> [Given request 1]:
In the forum thread on ADA products that follows, which Canadian city once had an ADA distributor?

> [Source extract]:
START
# ADA products



## CrystalMethShrimp (Apr 27, 2010)

Does anyone know where I can locally pick up a ADA tank and ADA aqua soil?
shipping costs almost as much as the products..
I'm looking for a long tank...over 50 gallons..

are there also more economical substitutes.?


----------



## igor.kanshyn (Jan 14, 2010)

I'm interested in answers as well


----------



## Darkblade48 (Jan 28, 2008)

I do not believe there is an ADA distributor in Canada (there used to be one in Vancouver, but not anymore). 

As such, you will probably not be able to get ADA tanks and the substrates either.


----------



## Guest (May 6, 2010)

Darkblade48 said:


> I do not believe there is an ADA distributor in Canada (there used to be one in Vancouver, but not anymore).
> 
> As such, you will probably not be able to get ADA tanks and the substrates either.


The tanks yes, soil no. My long conversations with both Ag Can and Enviro Can say that they know some soils have been coming in through the mail and UPS for individuals but that as far as they were concerned not legally. Approval for soils/substrates require a whole regimen of testing etc etc etc. or at least a complete monograph of composition.

I've kinda given up trying to import it.

Maybe if the rules change


----------



## igor.kanshyn (Jan 14, 2010)

h_s said:


> The tanks yes, soil no. ...


And what about tanks?


----------



## Darkblade48 (Jan 28, 2008)

igor.kanshyn said:


> And what about tanks?


You can order these from the US.


----------



## igor.kanshyn (Jan 14, 2010)

Darkblade48 said:


> You can order these from the US.


I looked at http://www.adgshop.com some time ago. It was ~ $70 for a small tank and ~ $150 for shipping


----------



## Darkblade48 (Jan 28, 2008)

igor.kanshyn said:


> I looked at http://www.adgshop.com some time ago. It was ~ $70 for a small tank and ~ $150 for shipping


Unfortunately, that is the cost of these ADA products. It is very expensive.


----------



## CrystalMethShrimp (Apr 27, 2010)

In that case,
My advise is go visit Japan. Best place on earth in my opinion and the most beautiful women I've ever laid eyes on..you don't even have your turn your head to see hot girls as they constantly pop up in front of you..

on top of that you can bring back a 40 gallon as carry on or fragile luggage if packed correctly..thats an automatic saving of $200 on your vacation as you avoid the S & H fees and the agd.com mark up...


----------



## igor.kanshyn (Jan 14, 2010)

CrystalMethShrimp said:


> In that case,
> My advise is go visit Japan. Best place on earth in my opinion and the most beautiful women I've ever laid eyes on..you don't even have your turn your head to see hot girls as they constantly pop up in front of you..


It might be that Takashi Amano was inspired by them


----------



## CrystalMethShrimp (Apr 27, 2010)

igor.kanshyn said:


> It might be that Takashi Amano was inspired by them


As beautiful as those girls are..they're anything but natural..
Perhaps if Amano one day decides to design a 50 gallon with Gucci background...Hair extension decorations..crushed fake nail substrate..

regardless...it's nothing short of inspirational


----------
END
> [Given request 2]:
Gather every line of the entries below that contains the word "black".

> [Records shown]:
START
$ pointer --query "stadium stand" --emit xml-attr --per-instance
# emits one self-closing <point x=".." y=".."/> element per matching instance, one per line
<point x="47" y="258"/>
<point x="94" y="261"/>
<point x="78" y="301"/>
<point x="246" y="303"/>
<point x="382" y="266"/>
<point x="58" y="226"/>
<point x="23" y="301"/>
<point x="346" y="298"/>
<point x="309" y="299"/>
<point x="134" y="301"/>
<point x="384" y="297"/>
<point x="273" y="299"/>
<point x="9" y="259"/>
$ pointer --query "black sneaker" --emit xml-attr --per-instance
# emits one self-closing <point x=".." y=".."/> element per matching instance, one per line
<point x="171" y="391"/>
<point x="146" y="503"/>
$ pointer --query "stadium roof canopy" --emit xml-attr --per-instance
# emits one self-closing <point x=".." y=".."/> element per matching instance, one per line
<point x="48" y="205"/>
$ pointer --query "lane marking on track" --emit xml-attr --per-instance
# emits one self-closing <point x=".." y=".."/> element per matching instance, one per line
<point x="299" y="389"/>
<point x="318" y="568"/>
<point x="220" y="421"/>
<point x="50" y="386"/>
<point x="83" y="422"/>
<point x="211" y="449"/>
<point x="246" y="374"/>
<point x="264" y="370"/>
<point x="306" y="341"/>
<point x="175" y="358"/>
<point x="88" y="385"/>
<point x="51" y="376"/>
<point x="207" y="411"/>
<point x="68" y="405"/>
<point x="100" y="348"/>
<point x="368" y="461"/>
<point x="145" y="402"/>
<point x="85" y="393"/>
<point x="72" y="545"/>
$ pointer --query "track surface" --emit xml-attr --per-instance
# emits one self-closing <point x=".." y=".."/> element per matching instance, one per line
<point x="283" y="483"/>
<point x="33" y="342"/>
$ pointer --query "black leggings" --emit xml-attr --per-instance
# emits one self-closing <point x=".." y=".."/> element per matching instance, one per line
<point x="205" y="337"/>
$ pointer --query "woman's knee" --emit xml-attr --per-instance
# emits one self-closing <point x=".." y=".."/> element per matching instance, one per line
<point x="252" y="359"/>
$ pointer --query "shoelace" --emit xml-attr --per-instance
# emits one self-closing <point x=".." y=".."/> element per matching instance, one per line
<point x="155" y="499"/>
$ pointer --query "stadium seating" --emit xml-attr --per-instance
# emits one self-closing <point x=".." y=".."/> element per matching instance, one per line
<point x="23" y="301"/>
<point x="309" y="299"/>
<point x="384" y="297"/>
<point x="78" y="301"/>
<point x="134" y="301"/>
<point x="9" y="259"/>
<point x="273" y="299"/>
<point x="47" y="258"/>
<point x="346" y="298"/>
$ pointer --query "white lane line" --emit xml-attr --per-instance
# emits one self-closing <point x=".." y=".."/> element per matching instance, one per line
END
> [Full answer 1]:
Vancouver

> [Full answer 2]:
$ pointer --query "black sneaker" --emit xml-attr --per-instance
$ pointer --query "black leggings" --emit xml-attr --per-instance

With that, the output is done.